TASK REQUIREMENTS: In the records below, starting at the line that contains "Using the image provided, box the flower" and ending at the last line of the records, put each line, both ends included, into a JSON list as one string per line, leaving out any blank lines.

(Dataset rows)

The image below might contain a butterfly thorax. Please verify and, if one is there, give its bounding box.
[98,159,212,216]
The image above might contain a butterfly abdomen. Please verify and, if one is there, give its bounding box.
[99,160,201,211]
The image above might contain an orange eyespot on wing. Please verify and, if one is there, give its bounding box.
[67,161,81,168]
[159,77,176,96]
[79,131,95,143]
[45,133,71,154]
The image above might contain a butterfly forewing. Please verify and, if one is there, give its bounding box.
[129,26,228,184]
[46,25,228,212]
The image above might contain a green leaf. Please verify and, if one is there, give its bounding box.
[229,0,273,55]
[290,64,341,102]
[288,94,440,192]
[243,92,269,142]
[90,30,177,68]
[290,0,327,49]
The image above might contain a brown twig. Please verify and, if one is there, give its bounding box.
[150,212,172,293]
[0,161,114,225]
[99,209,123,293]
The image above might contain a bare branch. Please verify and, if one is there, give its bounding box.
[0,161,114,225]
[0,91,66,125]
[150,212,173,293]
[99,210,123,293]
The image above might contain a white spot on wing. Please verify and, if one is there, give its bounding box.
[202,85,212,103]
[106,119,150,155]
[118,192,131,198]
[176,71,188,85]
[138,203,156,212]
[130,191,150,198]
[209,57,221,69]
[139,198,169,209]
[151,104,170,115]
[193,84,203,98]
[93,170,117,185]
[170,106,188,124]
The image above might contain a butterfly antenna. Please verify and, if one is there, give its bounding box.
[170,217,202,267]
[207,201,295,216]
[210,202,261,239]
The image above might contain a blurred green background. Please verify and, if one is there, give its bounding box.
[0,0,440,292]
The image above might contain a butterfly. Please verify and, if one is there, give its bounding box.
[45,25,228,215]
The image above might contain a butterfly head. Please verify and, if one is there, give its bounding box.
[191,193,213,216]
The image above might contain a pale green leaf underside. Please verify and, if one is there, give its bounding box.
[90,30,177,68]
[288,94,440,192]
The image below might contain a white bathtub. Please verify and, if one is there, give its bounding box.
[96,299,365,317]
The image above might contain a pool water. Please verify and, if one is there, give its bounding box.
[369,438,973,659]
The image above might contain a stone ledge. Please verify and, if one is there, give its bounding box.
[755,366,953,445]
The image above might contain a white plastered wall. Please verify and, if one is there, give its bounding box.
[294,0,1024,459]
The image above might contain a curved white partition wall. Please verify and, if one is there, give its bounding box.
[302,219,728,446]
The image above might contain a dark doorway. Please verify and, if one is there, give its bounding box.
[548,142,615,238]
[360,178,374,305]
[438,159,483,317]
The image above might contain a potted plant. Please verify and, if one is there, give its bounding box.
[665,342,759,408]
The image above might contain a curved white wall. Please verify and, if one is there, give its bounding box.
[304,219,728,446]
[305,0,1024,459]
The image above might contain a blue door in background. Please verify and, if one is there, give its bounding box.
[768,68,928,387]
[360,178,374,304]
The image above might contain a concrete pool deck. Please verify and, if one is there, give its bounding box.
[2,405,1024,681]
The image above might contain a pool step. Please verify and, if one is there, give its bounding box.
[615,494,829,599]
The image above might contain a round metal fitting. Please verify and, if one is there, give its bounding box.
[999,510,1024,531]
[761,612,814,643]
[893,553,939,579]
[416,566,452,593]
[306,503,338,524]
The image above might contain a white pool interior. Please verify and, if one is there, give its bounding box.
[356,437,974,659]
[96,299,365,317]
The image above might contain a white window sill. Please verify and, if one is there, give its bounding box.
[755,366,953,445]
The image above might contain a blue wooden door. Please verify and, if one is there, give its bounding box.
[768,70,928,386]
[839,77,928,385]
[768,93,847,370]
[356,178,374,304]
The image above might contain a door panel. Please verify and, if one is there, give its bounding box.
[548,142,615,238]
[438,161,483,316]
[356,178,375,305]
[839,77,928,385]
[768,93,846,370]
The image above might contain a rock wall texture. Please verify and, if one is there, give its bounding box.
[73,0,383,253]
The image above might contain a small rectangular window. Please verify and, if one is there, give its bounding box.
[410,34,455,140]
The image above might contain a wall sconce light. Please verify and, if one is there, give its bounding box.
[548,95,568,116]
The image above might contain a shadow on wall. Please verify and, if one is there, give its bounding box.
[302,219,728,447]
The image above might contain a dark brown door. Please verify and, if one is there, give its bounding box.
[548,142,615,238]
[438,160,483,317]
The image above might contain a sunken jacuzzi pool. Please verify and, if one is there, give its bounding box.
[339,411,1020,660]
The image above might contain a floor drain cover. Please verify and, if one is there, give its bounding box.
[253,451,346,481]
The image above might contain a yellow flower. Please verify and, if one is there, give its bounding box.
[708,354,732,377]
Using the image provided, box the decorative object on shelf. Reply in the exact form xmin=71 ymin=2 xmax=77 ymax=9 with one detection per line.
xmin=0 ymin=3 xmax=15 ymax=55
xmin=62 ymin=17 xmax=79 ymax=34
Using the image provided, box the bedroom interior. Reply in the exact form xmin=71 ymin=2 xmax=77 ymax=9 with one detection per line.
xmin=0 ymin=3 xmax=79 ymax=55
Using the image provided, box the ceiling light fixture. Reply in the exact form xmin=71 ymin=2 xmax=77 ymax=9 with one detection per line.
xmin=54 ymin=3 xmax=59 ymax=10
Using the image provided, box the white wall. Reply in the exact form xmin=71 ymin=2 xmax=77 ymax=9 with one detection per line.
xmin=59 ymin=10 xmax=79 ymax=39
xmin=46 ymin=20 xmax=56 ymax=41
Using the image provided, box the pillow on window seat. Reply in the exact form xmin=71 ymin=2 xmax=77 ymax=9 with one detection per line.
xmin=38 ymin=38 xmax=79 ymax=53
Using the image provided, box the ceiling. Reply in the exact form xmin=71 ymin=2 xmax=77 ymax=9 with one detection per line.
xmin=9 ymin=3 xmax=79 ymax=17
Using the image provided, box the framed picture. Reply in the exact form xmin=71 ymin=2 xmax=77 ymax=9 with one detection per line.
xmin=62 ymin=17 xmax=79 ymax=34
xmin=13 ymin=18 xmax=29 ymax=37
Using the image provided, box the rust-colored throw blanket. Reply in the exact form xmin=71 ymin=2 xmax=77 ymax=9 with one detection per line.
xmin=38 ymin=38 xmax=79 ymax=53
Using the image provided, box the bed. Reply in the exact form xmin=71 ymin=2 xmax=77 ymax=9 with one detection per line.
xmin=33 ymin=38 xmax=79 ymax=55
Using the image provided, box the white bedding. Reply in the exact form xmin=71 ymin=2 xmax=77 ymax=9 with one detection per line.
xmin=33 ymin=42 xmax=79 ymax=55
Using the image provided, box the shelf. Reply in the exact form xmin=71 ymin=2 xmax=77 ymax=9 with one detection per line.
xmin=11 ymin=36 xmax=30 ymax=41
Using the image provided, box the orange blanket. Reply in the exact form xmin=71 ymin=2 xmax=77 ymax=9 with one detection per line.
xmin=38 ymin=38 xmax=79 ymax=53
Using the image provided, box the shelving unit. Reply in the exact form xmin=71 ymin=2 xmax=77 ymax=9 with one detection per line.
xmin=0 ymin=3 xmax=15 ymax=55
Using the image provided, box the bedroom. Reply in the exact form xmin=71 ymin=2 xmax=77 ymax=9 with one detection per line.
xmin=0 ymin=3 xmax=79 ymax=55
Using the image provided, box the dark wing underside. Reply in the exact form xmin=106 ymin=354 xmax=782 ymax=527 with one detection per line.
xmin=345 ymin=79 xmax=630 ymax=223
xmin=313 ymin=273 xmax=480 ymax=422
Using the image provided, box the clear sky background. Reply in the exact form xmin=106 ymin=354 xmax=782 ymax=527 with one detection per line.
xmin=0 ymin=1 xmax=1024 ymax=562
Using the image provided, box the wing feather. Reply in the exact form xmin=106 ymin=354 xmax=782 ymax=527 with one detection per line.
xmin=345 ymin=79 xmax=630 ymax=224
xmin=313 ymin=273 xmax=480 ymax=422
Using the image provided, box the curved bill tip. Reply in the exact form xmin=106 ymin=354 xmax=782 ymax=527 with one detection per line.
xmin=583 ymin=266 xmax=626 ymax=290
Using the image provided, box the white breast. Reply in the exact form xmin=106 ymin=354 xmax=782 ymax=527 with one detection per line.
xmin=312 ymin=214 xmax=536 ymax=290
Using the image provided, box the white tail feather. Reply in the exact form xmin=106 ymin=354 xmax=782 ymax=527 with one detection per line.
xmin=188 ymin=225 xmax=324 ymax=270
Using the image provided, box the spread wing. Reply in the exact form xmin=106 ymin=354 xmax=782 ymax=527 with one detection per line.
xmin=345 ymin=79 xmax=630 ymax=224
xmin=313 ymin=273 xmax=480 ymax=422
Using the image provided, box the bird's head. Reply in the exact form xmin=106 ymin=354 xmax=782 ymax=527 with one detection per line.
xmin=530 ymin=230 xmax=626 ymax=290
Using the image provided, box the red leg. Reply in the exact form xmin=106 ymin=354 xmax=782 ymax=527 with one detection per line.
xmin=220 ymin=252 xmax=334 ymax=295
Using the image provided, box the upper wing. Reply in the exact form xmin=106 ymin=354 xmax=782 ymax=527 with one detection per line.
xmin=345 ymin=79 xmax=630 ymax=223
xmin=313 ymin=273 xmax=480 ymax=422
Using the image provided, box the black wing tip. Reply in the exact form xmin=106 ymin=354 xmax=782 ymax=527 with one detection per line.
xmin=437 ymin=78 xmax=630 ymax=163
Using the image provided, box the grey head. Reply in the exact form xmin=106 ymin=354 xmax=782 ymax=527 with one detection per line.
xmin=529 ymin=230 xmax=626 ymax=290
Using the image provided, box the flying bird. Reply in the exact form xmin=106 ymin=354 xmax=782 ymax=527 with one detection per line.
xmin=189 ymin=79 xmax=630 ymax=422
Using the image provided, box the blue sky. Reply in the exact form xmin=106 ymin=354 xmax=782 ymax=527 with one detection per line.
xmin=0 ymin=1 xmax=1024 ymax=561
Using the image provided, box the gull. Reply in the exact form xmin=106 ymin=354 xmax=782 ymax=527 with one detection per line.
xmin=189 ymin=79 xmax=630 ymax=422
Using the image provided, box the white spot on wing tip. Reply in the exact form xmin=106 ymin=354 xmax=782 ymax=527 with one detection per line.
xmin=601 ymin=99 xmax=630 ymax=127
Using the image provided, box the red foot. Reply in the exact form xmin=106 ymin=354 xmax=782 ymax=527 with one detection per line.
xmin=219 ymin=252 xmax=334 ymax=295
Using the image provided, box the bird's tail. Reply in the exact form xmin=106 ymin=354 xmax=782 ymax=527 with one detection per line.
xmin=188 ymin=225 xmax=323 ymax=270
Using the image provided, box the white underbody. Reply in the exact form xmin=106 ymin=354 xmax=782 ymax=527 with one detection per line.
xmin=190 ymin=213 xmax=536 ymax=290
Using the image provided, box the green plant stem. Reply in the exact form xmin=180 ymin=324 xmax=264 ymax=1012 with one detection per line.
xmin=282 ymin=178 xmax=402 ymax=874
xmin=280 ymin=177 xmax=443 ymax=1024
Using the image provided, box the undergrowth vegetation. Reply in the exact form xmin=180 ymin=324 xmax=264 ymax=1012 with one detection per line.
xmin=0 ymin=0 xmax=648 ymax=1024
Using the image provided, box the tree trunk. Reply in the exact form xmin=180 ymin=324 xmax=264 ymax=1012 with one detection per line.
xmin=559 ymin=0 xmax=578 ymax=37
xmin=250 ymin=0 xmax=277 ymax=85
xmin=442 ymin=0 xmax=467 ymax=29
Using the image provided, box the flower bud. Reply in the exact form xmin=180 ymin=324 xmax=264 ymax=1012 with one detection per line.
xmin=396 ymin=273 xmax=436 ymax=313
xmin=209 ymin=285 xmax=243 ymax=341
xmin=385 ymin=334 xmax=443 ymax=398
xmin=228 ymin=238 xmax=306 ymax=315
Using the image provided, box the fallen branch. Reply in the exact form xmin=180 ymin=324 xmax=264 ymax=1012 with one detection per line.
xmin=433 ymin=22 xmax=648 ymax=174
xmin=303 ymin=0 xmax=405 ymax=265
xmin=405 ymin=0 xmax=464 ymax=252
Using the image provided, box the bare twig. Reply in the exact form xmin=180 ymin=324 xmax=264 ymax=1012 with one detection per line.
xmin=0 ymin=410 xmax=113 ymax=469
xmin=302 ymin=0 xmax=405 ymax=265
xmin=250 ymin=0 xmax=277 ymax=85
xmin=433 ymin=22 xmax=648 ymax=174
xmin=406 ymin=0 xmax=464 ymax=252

ANSWER:
[
  "Using the image provided, box the flower bud. Reply in the exact form xmin=180 ymin=324 xmax=264 ymax=1012 with one detection per line.",
  "xmin=396 ymin=273 xmax=436 ymax=313",
  "xmin=209 ymin=285 xmax=243 ymax=341",
  "xmin=385 ymin=334 xmax=443 ymax=398",
  "xmin=228 ymin=238 xmax=306 ymax=315",
  "Using the image provided, box the fallen branch. Reply in the exact form xmin=180 ymin=324 xmax=264 ymax=1012 with one detection per line.",
  "xmin=433 ymin=22 xmax=648 ymax=174",
  "xmin=303 ymin=0 xmax=405 ymax=265",
  "xmin=405 ymin=0 xmax=464 ymax=252",
  "Using the image provided, box the bare twig. Reply in the exact form xmin=180 ymin=324 xmax=264 ymax=1012 with one detection per line.",
  "xmin=0 ymin=410 xmax=113 ymax=469",
  "xmin=302 ymin=0 xmax=405 ymax=265",
  "xmin=250 ymin=0 xmax=277 ymax=85",
  "xmin=433 ymin=22 xmax=648 ymax=174",
  "xmin=406 ymin=0 xmax=464 ymax=252"
]